▶ [Goal]:
Rewrite the part of the items that opens with the line containing "[mark] sunset sky" and runs through the end of the items as a two-column CSV with the headers item_text and answer. Give one row per item, with its text and its answer each in a single quoted field and any line breaks replaced by spaces.

▶ [Given records]:
--- Begin ---
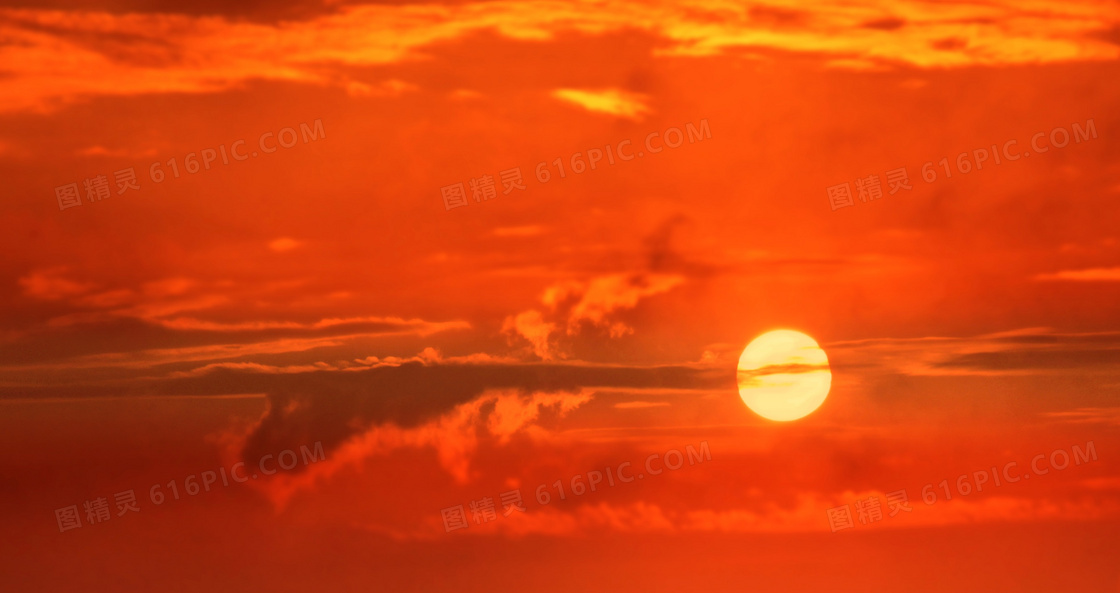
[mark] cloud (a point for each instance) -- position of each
(1022, 352)
(576, 304)
(613, 101)
(283, 243)
(496, 416)
(53, 57)
(53, 285)
(641, 405)
(1092, 275)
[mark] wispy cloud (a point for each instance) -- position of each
(53, 57)
(1091, 275)
(612, 101)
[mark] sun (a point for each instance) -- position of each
(783, 376)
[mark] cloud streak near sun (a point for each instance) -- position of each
(54, 57)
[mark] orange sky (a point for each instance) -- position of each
(316, 286)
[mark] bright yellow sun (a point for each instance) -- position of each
(784, 376)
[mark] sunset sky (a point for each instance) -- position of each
(238, 229)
--- End ---
▶ [Solution for this exercise]:
item_text,answer
"[mark] sunset sky (a point for each instance) -- position of each","(238, 229)"